## [EXERCISE]
Answer these questions from the passage on creating tables:
1. What does Oracle Database run before and after DDL?
2. What is the operation that creates a table from a select statement known as?
3. Which clause can be added at the end to make a heap table explicit?

You're building a new application. So you need somewhere to store your data. It's time to create a table in your database!
In this post you'll find out how to:
The basic create table statement takes the form:
create table <table_name> ( <column1> <data type>, <column2> <data type>, <column3> <data type>, ... );
So to create a table called toys, with the columns toy_name, weight, and colour, run:
create table toys ( toy_name varchar2(10), weight number, colour varchar2(10) );
Oracle Database has many data types to choose from. Common data types are:
NOTE: Create table is a form of data-definition language (DDL) statement. These change the objects in your database. Oracle Database runs a commit before and after DDL. So if the create works, it's saved to your database.
You can also create a table based on a select statement. This makes a table with the same columns and rows as the source query. This operation is known as create-table-as-select (CTAS).
This is a handy way to copy one table to another. For example, the following creates toys_clone from toys:
create table toys_clone as select * from toys;
Yes. But, as always, there's more to it than this. You'll want to add some constraints to your table. And there are many types of table available in Oracle Database, including:
These affect how the database physically stores the data. Which can have a big impact on performance.
Database tables tend to last a long time. And it's tricky to change the type of a table storing millions of rows. So it's worth spending a few minutes deciding which you need.
For an overview of these types, watch this video, taken from the first module of the beginner's SQL course: Databases for Developers: Foundations:
This is the default for tables in Oracle Database. But if you want to be explicit, add the "organization heap" clause at the end:
create table toys ( toy_name varchar2(10), weight number, colour varchar2(10) ) organization heap;
Heaps are good general purpose tables. They are the most common type you'll see in Oracle Database installations.
With these, the database is free to store new rows wherever there is space. So if you read ten rows, they could be anywhere on disk.
If you're lucky, they're all in the same place. So the query can get them all in one trip to disk.
But it's not guaranteed. Each row could be in a different location. Meaning you need ten I/O operations to read them all.
This is bad news if you want the query to be as fast as possible. The more disk reads your SQL does, the slower it will be. Even if the rows are cached in memory, accessing ten memory addresses is slower than hitting one.
Luckily you can force the database to store rows with similar values in the same place. This can reduce work your query does to get them. Making your SQL faster!
To force this physical order, you need to change your table's properties. The first we'll look at is an index-organized table.

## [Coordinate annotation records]
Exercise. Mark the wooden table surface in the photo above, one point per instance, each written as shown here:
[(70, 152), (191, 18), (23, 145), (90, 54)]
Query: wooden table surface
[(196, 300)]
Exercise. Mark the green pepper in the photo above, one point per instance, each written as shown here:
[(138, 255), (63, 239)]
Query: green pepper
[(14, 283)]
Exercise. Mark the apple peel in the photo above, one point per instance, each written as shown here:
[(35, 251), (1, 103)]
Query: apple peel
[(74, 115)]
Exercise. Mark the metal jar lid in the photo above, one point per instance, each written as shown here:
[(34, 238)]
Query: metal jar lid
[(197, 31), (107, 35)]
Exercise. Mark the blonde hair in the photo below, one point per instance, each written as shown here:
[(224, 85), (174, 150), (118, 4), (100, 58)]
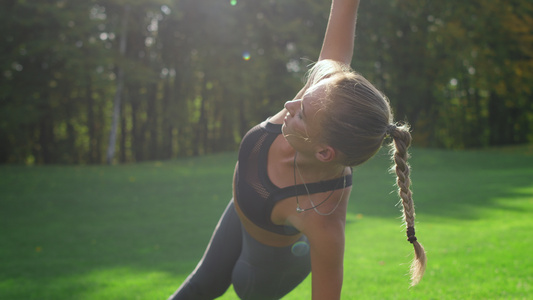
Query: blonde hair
[(356, 120)]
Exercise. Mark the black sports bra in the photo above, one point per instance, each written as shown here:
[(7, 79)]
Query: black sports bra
[(255, 194)]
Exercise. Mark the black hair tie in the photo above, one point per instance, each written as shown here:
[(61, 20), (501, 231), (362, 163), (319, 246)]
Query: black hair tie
[(411, 234)]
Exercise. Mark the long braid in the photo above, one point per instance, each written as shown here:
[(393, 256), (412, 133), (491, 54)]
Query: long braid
[(402, 141)]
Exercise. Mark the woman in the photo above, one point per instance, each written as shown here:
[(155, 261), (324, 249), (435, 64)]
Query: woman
[(293, 180)]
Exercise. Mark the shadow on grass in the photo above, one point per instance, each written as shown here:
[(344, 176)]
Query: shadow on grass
[(449, 184), (69, 231)]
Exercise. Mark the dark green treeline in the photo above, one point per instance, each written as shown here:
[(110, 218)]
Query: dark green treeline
[(196, 75)]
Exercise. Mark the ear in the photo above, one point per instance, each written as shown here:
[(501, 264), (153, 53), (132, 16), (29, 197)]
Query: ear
[(326, 153)]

## [ANSWER FOR THIS EXERCISE]
1. A commit.
2. Create-table-as-select (CTAS).
3. The "organization heap" clause.